WHAT YOU HAVE TO DO - The data must be returned in full and exactly as given.

Items listed in a dataset
------------------------------------

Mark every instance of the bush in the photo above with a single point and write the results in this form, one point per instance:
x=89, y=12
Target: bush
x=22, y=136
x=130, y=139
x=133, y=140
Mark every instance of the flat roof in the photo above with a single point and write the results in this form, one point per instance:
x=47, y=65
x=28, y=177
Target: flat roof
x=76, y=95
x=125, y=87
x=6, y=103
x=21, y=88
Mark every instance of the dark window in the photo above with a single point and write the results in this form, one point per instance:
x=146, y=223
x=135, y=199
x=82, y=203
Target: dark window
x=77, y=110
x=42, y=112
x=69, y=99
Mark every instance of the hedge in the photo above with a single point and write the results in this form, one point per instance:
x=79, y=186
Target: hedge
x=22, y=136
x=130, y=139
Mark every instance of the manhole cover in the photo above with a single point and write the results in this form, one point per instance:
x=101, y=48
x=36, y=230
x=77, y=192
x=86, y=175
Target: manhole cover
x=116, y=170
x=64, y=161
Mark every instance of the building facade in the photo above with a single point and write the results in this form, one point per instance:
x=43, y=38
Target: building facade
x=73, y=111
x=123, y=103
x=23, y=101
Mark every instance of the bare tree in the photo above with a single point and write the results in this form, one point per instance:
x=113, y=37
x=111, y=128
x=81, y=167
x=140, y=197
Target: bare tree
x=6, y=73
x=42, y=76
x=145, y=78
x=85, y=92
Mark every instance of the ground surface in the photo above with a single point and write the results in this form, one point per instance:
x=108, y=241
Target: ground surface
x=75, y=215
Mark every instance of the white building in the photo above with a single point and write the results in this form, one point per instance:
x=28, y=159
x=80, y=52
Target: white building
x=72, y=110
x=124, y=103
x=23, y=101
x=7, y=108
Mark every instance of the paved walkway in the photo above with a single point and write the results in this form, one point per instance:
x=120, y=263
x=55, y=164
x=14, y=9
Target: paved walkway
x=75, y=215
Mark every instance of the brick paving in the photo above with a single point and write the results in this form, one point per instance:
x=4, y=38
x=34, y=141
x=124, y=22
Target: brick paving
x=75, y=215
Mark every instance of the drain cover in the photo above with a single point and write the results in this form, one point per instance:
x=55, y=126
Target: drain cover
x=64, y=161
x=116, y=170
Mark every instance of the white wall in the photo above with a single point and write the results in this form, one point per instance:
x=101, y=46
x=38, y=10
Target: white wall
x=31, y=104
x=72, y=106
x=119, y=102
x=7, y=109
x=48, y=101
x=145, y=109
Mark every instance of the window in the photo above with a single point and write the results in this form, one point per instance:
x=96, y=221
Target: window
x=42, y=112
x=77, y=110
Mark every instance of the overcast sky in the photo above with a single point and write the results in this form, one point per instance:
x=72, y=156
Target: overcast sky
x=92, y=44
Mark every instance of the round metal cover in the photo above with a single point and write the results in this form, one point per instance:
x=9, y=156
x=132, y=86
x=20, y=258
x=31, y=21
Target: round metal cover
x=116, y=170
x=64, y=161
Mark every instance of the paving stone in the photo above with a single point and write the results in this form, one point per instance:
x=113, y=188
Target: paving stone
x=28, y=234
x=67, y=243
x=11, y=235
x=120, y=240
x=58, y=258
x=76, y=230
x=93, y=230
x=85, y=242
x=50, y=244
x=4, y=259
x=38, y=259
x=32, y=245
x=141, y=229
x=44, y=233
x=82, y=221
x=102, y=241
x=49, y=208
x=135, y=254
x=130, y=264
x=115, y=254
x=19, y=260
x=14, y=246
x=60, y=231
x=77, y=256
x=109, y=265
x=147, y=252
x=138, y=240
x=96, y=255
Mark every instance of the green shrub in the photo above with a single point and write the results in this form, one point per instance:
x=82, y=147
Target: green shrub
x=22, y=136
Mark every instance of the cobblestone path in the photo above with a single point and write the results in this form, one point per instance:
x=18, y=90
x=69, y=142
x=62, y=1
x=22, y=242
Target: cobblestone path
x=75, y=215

------------------------------------

COMPLETED EXERCISE -
Mark every instance of the bush in the photo above with a single point and write the results in this form, one point per instance:
x=89, y=12
Target: bush
x=22, y=136
x=130, y=139
x=133, y=140
Mark every instance of the flat roof in the photo above with a single point and write the results in this form, one point per instance:
x=47, y=65
x=28, y=177
Target: flat roof
x=76, y=95
x=125, y=87
x=6, y=103
x=21, y=88
Mark every instance of the dark window in the photo above with a single point and write the results in this form, one point per instance:
x=146, y=223
x=135, y=199
x=82, y=203
Target: dark window
x=77, y=110
x=42, y=112
x=69, y=99
Mark every instance of the hedge in the photo above with a single point and write the results in this form, one point per instance:
x=79, y=186
Target: hedge
x=22, y=136
x=130, y=139
Mark every instance of the manhole cover in the photo above with a single point and write the results in this form, one point per instance:
x=101, y=48
x=36, y=230
x=77, y=192
x=86, y=175
Target: manhole cover
x=116, y=170
x=64, y=161
Mark every instance of the building facade in the photo above with a single point and write the results in this form, one point per instance:
x=43, y=38
Target: building facade
x=73, y=111
x=123, y=103
x=23, y=101
Mark every instance of the bare tree in the photo above with a single point and write the results in this form, one point per instance:
x=113, y=37
x=111, y=128
x=81, y=167
x=140, y=197
Target: bare tree
x=6, y=73
x=42, y=76
x=145, y=78
x=85, y=92
Mark every instance of the ground surface in the photo above with a single point and write the results in this form, one point per instance:
x=108, y=241
Target: ground surface
x=75, y=215
Mark every instance of the white building in the photo above with a single point and write the results in this form, one point per instance:
x=28, y=159
x=80, y=52
Target: white building
x=72, y=110
x=124, y=103
x=23, y=101
x=7, y=108
Mark every instance of the paved walkway in the photo above with a single point and write the results in this form, one point per instance:
x=120, y=263
x=55, y=164
x=14, y=9
Target: paved walkway
x=75, y=215
Mark every instance of the brick paving in the photo above with a single point and write the results in this form, one point per instance:
x=4, y=38
x=34, y=141
x=124, y=22
Target: brick paving
x=75, y=215
Mark every instance of the drain cover in the photo above with a single point and write the results in this form, one point per instance:
x=55, y=126
Target: drain cover
x=64, y=161
x=116, y=170
Mark every instance of the white wall in the photo above with a single point and write the results in this form, one point per instance:
x=101, y=46
x=38, y=10
Target: white wall
x=31, y=104
x=72, y=106
x=119, y=102
x=7, y=109
x=48, y=101
x=145, y=109
Mark every instance of the window in the photo above with a single point and write the results in this form, one point per instance:
x=96, y=221
Target: window
x=42, y=112
x=77, y=110
Mark every instance of the overcast sky in the photo above with a single point and write the results in this form, one point per instance:
x=72, y=156
Target: overcast sky
x=92, y=44
Mark every instance of the round metal cover in the photo above with a single point and write the results in this form, one point per instance:
x=9, y=156
x=132, y=86
x=20, y=258
x=31, y=21
Target: round metal cover
x=116, y=170
x=64, y=161
Mark every instance of the paving stone in the photo above with a single point and write the results in this form, one point per instance:
x=113, y=188
Target: paving stone
x=28, y=234
x=67, y=243
x=11, y=235
x=120, y=240
x=58, y=258
x=76, y=230
x=93, y=230
x=85, y=242
x=50, y=244
x=4, y=259
x=38, y=259
x=32, y=245
x=141, y=229
x=44, y=233
x=82, y=221
x=102, y=241
x=49, y=208
x=135, y=254
x=130, y=264
x=115, y=254
x=19, y=260
x=14, y=246
x=60, y=231
x=77, y=256
x=109, y=265
x=147, y=252
x=138, y=240
x=96, y=255
Mark every instance of the green shrub in the photo above with a single point and write the results in this form, one point per instance:
x=82, y=147
Target: green shrub
x=22, y=136
Mark every instance of the cobblestone path in the photo above with a single point and write the results in this form, one point per instance:
x=18, y=90
x=69, y=142
x=62, y=1
x=22, y=242
Target: cobblestone path
x=75, y=215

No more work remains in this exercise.